**O QUE FAZER**
A: Qual é o nome científico do zebrafish, segundo a reportagem sobre o peixe-zebra?
B: Devolva da reportagem sobre o peixe-zebra, sem alterações, o trecho que começa em "Reportagem: Guilherme Castro/Instituto" e segue até "na água analisada.".
C: Escreva a parte seguinte da reportagem sobre o peixe-zebra a partir do ponto em que ela termina.

**TRECHO DO DOCUMENTO**
Ciência

Butantan desenvolve pesquisas usando peixe-zebra como biomonitor da qualidade da água

Modelo zebrafish é ideal para identificar contaminações por sua transparência durante o estágio larval, rápido desenvolvimento e reprodução em larga escala
Fotos: Renato Rodrigues/Comunicação Butantan

Reportagem: Guilherme Castro/Instituto Butantan

O Instituto Butantan está desenvolvendo pesquisas utilizando como modelo o zebrafish (Danio rerio), conhecido como peixe-zebra ou paulistinha, para monitorar alterações químicas e biológicas em águas de bacias hidrográficas, represas e efluentes, inclusive provenientes de desastres ambientais. O acompanhamento é feito por meio de um teste de baixo custo, capaz de identificar visualmente alterações morfológicas em embriões de zebrafish e indicar se há ou não alta toxicidade na água analisada.

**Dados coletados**
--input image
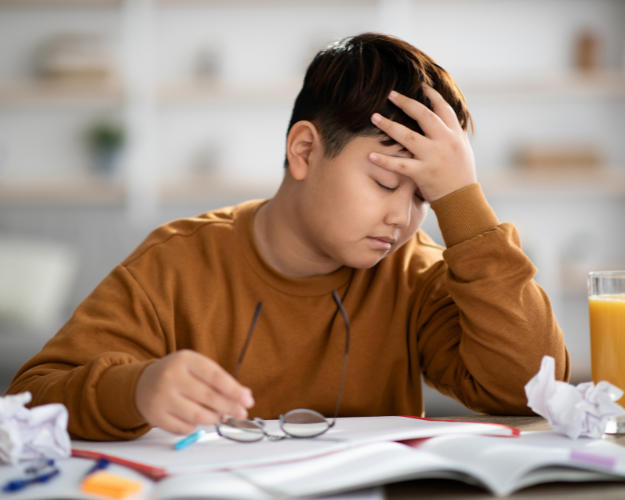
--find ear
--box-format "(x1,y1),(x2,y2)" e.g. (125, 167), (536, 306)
(286, 120), (323, 181)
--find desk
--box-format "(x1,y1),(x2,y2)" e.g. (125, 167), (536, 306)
(385, 415), (625, 500)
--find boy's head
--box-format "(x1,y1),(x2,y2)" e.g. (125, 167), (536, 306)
(277, 33), (472, 269)
(284, 33), (473, 167)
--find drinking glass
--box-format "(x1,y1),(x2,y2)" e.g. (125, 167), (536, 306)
(588, 271), (625, 434)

**RESPOSTAS POR ITEM**
A: Danio rerio.

B:
Reportagem: Guilherme Castro/Instituto Butantan

O Instituto Butantan está desenvolvendo pesquisas utilizando como modelo o zebrafish (Danio rerio), conhecido como peixe-zebra ou paulistinha, para monitorar alterações químicas e biológicas em águas de bacias hidrográficas, represas e efluentes, inclusive provenientes de desastres ambientais. O acompanhamento é feito por meio de um teste de baixo custo, capaz de identificar visualmente alterações morfológicas em embriões de zebrafish e indicar se há ou não alta toxicidade na água analisada.

C:
Só em 2023, 19 mil pessoas sofreram com doenças de transmissão hídrica e alimentar (DTHA) – um número bem maior que o de 2015, por exemplo, quando foram registrados 10 mil casos, de acordo com a Secretaria de Vigilância em Saúde e Ambiente do Ministério da Saúde. O guia Vigilância e Controle da Qualidade da Água para Consumo Humano, também do Ministério da Saúde, indica que desmatamento, processos de erosão, assoreamento e despejo de material contaminante estão entre as principais causas de alterações químico-biológicas dos recursos hídricos.

Com o objetivo de melhorar o processo de identificação de água imprópria para uso, os pesquisadores do Laboratório de Toxinologia Aplicada (LETA) do Instituto Butantan estão utilizando o teste de toxicidade aguda em embriões de zebrafish, modelo descrito nas Diretrizes para Testes de Produtos Químicos da Organização para Cooperação e Desenvolvimento Econômico (OCDE). O experimento é internacionalmente reconhecido e capaz de dar resultados precisos em até 96 horas.

Por que utilizar o zebrafish?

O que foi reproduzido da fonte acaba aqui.